* Görevin:
Aşağıdaki satırlardan içinde "beige" kelimesi geçenlerin hepsini olduğu gibi listele. Büyük ve küçük harf farkı önemlidir.

(Çıkarılmış veri satırları)
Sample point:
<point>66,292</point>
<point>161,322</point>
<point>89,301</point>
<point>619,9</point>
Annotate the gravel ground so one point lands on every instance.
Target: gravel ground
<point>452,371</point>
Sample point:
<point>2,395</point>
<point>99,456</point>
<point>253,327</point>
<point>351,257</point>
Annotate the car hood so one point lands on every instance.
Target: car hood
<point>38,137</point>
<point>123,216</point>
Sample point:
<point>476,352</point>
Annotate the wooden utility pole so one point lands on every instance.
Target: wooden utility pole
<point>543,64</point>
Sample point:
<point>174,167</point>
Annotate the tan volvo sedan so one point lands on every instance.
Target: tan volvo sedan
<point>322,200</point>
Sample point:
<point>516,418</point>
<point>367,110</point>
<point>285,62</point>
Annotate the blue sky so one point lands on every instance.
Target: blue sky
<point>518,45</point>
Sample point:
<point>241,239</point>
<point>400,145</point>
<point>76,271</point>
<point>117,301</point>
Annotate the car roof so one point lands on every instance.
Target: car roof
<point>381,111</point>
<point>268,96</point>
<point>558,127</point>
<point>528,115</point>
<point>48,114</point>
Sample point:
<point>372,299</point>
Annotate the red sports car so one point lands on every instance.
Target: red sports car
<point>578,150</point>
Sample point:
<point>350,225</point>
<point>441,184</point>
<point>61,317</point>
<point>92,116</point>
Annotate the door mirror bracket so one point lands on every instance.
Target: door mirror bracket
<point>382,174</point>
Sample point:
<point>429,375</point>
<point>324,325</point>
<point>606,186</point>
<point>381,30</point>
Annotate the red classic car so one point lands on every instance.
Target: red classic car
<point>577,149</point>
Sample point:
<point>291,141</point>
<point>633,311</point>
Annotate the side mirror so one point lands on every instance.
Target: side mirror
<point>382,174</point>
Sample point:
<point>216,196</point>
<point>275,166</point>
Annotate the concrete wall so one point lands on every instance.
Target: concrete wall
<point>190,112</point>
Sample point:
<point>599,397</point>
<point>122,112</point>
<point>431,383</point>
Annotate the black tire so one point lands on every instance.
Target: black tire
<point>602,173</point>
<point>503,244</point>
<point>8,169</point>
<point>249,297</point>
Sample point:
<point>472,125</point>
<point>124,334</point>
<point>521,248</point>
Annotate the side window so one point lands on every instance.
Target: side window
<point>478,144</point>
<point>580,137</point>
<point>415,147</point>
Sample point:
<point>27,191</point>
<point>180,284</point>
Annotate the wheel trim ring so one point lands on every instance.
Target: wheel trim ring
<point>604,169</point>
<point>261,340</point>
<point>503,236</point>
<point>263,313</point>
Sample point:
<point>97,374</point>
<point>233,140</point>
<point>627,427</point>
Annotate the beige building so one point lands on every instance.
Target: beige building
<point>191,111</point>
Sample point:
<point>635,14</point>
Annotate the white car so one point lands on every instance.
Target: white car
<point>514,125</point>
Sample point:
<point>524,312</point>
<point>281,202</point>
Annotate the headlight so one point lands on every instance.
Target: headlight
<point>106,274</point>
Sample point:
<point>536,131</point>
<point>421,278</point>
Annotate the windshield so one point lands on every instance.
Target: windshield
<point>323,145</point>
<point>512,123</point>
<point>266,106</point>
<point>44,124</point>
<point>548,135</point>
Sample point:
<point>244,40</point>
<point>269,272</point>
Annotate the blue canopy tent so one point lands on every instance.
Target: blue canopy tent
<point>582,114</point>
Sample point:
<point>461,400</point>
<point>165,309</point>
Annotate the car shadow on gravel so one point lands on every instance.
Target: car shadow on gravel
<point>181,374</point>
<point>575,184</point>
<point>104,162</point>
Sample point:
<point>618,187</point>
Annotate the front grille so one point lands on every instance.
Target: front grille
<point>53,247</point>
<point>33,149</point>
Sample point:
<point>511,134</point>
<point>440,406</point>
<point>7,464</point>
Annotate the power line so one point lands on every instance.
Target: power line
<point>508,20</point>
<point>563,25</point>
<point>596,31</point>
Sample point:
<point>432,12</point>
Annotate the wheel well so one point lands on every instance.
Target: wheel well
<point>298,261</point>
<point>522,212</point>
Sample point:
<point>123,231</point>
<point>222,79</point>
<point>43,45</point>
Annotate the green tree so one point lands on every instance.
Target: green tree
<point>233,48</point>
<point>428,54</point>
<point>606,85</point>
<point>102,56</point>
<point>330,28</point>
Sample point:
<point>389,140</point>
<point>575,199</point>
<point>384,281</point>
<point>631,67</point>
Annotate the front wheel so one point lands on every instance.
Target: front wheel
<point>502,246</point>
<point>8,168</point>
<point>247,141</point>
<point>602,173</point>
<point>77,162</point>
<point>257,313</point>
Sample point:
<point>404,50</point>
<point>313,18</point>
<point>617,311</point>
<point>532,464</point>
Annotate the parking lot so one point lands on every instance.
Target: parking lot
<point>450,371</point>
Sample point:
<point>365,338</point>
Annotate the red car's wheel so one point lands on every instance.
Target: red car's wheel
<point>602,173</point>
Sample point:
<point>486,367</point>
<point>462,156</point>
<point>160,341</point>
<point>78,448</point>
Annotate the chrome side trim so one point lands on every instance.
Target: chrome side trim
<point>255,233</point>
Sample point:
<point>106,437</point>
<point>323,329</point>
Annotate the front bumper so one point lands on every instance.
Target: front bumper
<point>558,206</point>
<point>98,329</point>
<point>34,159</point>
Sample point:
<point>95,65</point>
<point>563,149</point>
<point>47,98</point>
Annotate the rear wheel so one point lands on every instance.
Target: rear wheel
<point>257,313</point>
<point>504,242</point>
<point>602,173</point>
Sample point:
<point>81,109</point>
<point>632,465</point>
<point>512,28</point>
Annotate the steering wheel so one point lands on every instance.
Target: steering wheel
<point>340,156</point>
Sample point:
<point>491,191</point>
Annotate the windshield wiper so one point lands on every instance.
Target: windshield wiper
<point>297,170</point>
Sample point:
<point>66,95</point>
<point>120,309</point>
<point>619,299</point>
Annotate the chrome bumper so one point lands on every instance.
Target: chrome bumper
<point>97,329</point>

---

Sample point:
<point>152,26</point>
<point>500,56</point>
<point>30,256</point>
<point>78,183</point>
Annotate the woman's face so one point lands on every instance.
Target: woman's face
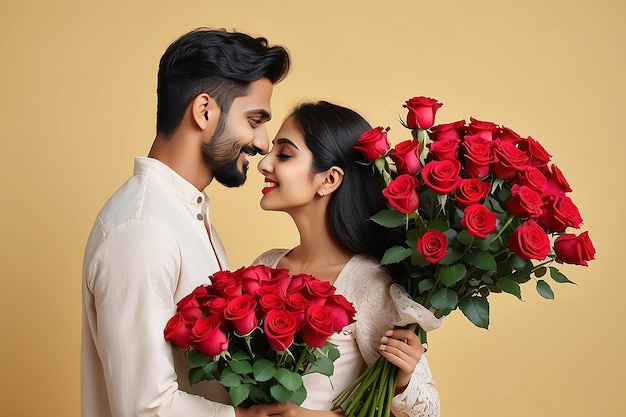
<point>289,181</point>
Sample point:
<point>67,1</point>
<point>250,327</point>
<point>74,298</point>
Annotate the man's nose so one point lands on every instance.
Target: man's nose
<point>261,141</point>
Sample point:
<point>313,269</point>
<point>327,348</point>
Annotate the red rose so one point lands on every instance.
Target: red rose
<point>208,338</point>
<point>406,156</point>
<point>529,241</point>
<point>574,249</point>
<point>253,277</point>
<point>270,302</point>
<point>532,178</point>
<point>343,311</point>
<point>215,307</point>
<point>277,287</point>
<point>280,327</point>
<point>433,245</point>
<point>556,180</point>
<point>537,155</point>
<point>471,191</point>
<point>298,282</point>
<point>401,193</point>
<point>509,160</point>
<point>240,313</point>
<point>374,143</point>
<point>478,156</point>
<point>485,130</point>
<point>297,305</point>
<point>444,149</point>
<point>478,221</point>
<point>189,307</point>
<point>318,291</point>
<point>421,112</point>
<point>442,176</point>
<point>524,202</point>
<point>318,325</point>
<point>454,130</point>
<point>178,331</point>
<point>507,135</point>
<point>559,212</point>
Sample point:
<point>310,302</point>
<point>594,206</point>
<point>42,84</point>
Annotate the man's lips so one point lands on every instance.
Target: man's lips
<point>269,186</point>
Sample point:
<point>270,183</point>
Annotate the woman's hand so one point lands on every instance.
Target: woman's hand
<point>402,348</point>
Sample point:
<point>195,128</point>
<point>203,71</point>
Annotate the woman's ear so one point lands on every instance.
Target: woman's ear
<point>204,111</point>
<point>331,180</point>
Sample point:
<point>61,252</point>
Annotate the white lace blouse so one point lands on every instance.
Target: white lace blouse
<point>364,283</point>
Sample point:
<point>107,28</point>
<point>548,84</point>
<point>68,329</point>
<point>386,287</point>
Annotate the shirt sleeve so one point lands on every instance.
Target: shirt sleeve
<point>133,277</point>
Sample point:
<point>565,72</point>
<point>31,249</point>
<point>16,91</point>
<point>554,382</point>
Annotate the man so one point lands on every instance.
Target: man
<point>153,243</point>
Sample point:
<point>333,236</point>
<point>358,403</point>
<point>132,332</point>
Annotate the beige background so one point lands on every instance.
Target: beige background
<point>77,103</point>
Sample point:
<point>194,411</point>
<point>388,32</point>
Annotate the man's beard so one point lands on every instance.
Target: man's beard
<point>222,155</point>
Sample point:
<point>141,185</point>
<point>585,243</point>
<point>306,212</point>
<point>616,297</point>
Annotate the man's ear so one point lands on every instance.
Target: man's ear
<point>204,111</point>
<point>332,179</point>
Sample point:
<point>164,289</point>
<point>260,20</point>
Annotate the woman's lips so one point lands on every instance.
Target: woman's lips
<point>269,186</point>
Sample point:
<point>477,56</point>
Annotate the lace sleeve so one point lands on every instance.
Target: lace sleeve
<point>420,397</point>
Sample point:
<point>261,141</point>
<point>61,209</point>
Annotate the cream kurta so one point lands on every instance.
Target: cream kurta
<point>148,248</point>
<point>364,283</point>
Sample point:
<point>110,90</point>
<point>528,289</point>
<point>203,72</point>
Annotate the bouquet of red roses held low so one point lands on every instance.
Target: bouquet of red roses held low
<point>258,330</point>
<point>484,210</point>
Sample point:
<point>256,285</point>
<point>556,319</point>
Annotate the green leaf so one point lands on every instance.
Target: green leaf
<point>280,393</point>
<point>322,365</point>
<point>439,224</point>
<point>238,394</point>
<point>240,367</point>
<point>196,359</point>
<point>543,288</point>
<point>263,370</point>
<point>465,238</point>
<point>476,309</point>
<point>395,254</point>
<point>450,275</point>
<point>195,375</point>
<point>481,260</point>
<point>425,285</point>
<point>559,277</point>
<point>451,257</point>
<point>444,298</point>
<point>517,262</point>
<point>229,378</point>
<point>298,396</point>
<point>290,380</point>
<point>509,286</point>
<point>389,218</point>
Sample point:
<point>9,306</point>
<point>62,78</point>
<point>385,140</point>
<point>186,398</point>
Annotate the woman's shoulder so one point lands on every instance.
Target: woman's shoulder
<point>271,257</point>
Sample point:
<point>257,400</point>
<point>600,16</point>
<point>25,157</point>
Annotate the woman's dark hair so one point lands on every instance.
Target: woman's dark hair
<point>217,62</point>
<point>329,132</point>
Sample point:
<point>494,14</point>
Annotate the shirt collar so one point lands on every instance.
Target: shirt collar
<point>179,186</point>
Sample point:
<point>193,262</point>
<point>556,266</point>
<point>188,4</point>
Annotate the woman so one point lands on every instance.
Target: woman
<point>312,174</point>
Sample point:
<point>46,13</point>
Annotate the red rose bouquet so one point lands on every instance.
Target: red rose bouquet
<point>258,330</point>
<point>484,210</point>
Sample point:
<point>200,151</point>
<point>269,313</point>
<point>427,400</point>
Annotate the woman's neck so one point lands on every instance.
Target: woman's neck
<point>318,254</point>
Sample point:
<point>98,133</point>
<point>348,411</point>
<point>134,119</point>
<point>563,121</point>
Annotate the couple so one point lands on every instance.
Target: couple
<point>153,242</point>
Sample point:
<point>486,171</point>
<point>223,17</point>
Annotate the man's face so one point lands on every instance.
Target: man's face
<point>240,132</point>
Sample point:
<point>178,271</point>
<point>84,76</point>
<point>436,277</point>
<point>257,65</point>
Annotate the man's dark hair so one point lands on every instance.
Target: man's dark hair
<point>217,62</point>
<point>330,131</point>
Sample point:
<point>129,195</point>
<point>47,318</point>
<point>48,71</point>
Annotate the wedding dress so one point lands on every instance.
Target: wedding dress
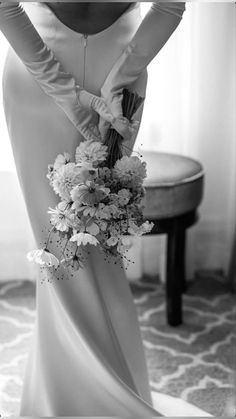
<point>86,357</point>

* Çözüm:
Annotate the beige building so one point lands on every instance.
Target: beige building
Annotate the beige background so one point lands on every instance.
Target: beige background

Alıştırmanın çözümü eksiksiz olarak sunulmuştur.